What this task involves -> From the passage about the Subway Inn, list every time or occasion when the narrator says they showed up at the bar.

Quoted text ->
The Subway Inn brings people of all stripes together. Regulars mix with tourists who mix with 20-somethings looking for a bargain. Stepping across the threshold turns strangers into friends.

My friends gathered there. We showed up late night and early evening (though I never made it at 10:00 AM when the bar opens) and after a formal function or two. I remember my flouncy, blue velvet dress against a red upholstered booth, rhinestone earrings glittering in the bar light and waiters in white coats bringing bottled beer and stepping out-of-the-way when a good song got us up dancing.

And the story-telling was excellent. A regular, tucked into the bar was happy to make room for me and tell me about his days delivering beer. He once dropped a keg right through the floor of the Subway Inn. He meant to heave it on the bar but the keg skidded by the bar top, gained momentum and crashed through the bar floor to lodge its edge in the actual subway platform below. He said it took years for the city to make a repair so “6 Train” riders had to step over the dent as they got on and off the train.

Data excerpt ->
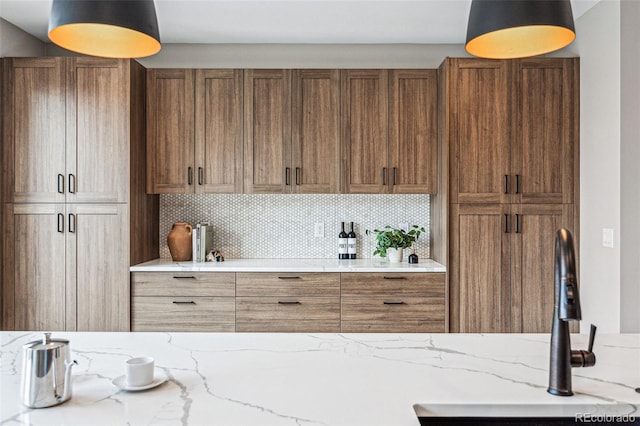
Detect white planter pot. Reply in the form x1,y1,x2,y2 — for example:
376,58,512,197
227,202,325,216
387,248,402,263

Task solution ->
- Late night
- Early evening
- After a formal function or two